--- start RAW DATA ---

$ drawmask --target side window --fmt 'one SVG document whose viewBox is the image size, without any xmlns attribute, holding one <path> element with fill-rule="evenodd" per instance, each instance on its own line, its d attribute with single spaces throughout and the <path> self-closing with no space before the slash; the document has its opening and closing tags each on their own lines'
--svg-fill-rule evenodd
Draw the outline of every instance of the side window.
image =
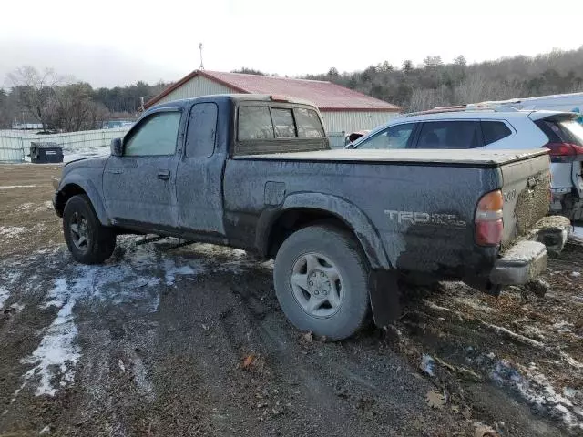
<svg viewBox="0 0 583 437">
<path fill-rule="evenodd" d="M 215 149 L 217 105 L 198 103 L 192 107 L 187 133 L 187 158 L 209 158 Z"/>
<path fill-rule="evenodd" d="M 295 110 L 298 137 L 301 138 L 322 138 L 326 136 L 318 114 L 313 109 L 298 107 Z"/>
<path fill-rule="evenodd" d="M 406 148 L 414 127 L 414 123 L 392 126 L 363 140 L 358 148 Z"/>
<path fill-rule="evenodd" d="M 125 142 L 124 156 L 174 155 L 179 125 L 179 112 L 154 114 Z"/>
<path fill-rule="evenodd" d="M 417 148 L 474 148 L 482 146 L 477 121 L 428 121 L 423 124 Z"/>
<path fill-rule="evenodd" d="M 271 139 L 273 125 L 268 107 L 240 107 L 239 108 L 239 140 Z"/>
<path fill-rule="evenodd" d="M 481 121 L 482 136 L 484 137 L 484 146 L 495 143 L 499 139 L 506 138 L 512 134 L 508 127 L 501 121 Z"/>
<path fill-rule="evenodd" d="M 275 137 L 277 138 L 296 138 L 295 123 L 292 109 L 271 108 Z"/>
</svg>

--- end RAW DATA ---

List every line of the records that contains the string "image", with matching case.

$ drawmask --target side window --fmt 'one SVG document whose viewBox is the image size, without any xmlns attribute, holding one <path> element with fill-rule="evenodd" per instance, each instance on its own line, its d attribute with single spaces throughout and the <path> self-closing with no space before the slash; the document has its opening and closing tags each on their own lines'
image =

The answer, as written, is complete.